* PREGUNTAS DE ESTUDIO
a. En la reseña de Infancia berlinesa, ¿qué dice Benjamin en su prólogo que trató de captar?
b. Indica si cada afirmación coincide con la reseña de Infancia berlinesa, respondiendo sí o no y citando las palabras que lo deciden: (i) La traducción del libro es de Richard Gross. (ii) Para Benjamin, lo importante en este libro es la biografía. (iii) El libro gira en torno a los veranos en el campo.
c. Sigue escribiendo la reseña de Infancia berlinesa justo después de su última oración, con un párrafo más.

* FRAGMENTO SELECCIONADO
-=-=-=-=-
Infancia berlinesa hacia mil novecientos, de Walter Benjamin (Periférica) Traducción de Richard Gross | por Juan Jiménez García
Dice Walter Benjamin en su prólogo al libro: he tratado de captar las imágenes en las que la experiencia de la gran ciudad se deposita en un niño de clase burguesa. E igual ya no habría nada más que decir. Para Benjamin, en esta Infancia berlinesa hacia mil novecientos, lo importante no es la biografía, la rememoración de un mundo que ya no volverá, que no puede volver pero tampoco ser devuelto a este presente, a aquel presente. Y si es así, solo vale la pena el intento de recuperar esas imágenes, esas sensaciones que conformaron aquellos primeros años, lejos de rememorar acontecimientos. Por no ser ni tan siquiera es esa vida campestre, esos veranos que parecen configurar la infancia de cualquiera, sino la vida en ciudad e incluso sus inviernos. Una épica de lo urbano. Porque lo que desaparecía con su infancia era también una ciudad amada, una ciudad que respiraba a la vez que respiraba el niño. Unos rincones, unos sentidos que se abrían al mundo. Al mundo real o al mundo de los sueños. O a lo imaginado. Todo está ahí, todo estaba ahí. Y los acontecimientos imponen convertirlo en palabras, para que no se pierda entre todas las pérdidas, presentes y futuras. Convertirlo en palabras desde las brumas, la niebla de la memoria.
-=-=-=-=-
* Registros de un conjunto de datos
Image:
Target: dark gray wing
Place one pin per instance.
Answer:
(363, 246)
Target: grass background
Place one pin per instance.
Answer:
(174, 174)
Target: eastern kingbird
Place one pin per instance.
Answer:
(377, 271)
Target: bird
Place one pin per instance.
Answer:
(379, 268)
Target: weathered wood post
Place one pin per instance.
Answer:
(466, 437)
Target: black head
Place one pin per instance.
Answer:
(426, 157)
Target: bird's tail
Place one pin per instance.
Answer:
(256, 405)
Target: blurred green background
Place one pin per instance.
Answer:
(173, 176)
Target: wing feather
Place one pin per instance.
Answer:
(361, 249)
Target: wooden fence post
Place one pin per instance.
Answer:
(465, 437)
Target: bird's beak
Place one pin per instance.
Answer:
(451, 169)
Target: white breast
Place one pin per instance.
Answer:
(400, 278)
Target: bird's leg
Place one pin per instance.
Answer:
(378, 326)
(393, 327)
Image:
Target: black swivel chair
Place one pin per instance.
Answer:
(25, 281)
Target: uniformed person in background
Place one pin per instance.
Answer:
-=-=-=-=-
* RESPUESTAS
a. Las imágenes en las que la experiencia de la gran ciudad se deposita en un niño de clase burguesa.

b. (i) Sí: "Traducción de Richard Gross". (ii) No: "lo importante no es la biografía". (iii) No: "sino la vida en ciudad e incluso sus inviernos".

c.
Buscar entre las imágenes no significa renunciar a las personas o los hechos. Están los padres, están esas pequeñas anécdotas que fijan el tiempo de la niñez. Hechos que permanecen frente a todos, como misterios. Las visitas al zoo o los patios. La fiebre y la lectura. Pero nada tiene la entidad de esas imágenes: es más, son parte de ellas. Podríamos pensar en un álbum de fotografías anterior, pretérito. Podríamos pensar en muchas cosas, pero, precisamente, a aquello que quiere escapar Benjamin es al pensamiento. El pensamiento como una interpretación posterior de unos hechos. Lo que busca no es devolver el tiempo histórico de la infancia, sino el tiempo sensorial, el tiempo de los sentidos. Porque eso es la infancia, en su inmaterialidad para el adulto que acabamos por ser. Destellos, fragmentos, enigmas.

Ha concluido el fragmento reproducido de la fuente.